- [ACTIVITY]
Copy the passage about Texas Medical Center names from the words "Nora’s Home |" through "rooms in 2018.", changing "free lodging" to "no-cost lodging".

- [DOCUMENT TEXT]
--------

Holcombe Boulevard is named for Oscar Fitzallen Holcombe, a construction entrepreneur and former Houston mayor.

McGovern | John P. “Jack” McGovern, M.D., was an allergist and scholar noted for his philanthropy and business acumen. The John P. McGovern Foundation has supported innumerable health causes and medical interests for decades. John P. McGovern is the name of the TMC campus at Almeda and Holcombe, a former Nabisco cookie factory, that is home to the TMC Innovation Institute. The John P. McGovern Museum of Health and Medical Science has been a TMC member since 1995, and the John P. McGovern Historical Collections and Research Center is housed at the Texas Medical Center Library, a TMC affiliate since 1949. The University of Texas Health Science Center at Houston (UTHealth) medical school became the John P. and Kathrine G. McGovern Medical School to honor the physician and his wife following a $75 million gift in 2015—the largest contribution in the institution’s history to that date. John P. McGovern died in 2007 at age 85.

Quentin Mease | Quentin Ronald Mease, a social worker, was instrumental in desegregating public spaces in Houston including the YMCA and the Astrodome. He had an important role in creating Harris Health System and served on its board of managers. The system named a community hospital after him. Quentin Mease Hospital, now a rehabilitation facility on North MacGregor Way, is facing another transformation. The building is now being renovated to become an outpatient care center. Mease died in 2009 at 100.

Menninger | Menninger is the last name of a family of Kansas psychiatrists, a father and two sons, who opened their first clinic for inpatient care in 1925, had the nation’s first group psychiatric practice and established a school of psychiatry in 1946 that became the country’s largest at the time—fueled by returning World War II veterans. A partnership with Baylor College of Medicine and Houston Methodist moved The Menninger Clinic from Topeka, Kansas, to Houston in 2003.

Nora’s Home | When Nora Gaber, 7, died in a 1998 automobile accident, her donated organs saved and impacted many lives. Her parents, Houston physicians Osama and Lillian Gaber, worked to support organ donor research through a foundation and to provide organ transplant patients free lodging while in Houston for care. Nora’s Home on El Rio St. expanded to 32 rooms in 2018.

SHAWN W. CLOONAN, chief operating officer and executive vice president of the TMC, joins Nora’s Home founders LILLIAN GABER, M.D., associate medical director of renal pathology at Houston Methodist Hospital, and her husband, OSAMA GABER, M.D., director of Houston Methodist J.C. Walter Jr. Transplant Center and the J.C. Walter Jr. Presidential Distinguished Chair, at a ribbon cutting ceremony for an expansion of Nora’s Home that doubles its capacity.

--------

- [Extracted records]
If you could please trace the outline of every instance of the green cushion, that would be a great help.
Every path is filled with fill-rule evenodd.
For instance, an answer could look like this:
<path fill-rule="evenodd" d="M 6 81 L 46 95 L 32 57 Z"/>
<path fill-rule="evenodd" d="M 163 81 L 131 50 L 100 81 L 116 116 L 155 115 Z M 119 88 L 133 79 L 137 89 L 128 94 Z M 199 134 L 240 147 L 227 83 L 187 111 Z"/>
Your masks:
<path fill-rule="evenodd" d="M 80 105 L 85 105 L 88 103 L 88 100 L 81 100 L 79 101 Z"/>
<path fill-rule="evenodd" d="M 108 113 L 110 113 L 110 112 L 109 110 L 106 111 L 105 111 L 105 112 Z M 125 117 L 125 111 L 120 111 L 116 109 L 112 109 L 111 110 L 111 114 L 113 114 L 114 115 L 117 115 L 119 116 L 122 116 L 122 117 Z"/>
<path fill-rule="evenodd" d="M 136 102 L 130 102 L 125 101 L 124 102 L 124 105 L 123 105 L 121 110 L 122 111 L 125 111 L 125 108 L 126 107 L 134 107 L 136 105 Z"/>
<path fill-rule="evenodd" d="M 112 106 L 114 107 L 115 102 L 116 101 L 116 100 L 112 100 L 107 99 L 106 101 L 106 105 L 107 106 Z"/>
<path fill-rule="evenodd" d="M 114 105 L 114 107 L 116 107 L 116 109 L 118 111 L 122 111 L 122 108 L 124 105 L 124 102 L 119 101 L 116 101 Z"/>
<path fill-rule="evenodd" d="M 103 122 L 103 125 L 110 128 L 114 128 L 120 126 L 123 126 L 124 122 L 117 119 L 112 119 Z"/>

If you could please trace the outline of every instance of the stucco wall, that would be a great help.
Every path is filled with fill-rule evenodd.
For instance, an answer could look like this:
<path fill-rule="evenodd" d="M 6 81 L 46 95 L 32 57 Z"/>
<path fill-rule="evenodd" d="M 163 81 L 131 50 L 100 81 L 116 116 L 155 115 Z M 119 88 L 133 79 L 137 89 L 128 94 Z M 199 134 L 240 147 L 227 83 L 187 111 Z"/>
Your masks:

--------

- [REPLY TO THE TASK]
Nora’s Home | When Nora Gaber, 7, died in a 1998 automobile accident, her donated organs saved and impacted many lives. Her parents, Houston physicians Osama and Lillian Gaber, worked to support organ donor research through a foundation and to provide organ transplant patients no-cost lodging while in Houston for care. Nora’s Home on El Rio St. expanded to 32 rooms in 2018.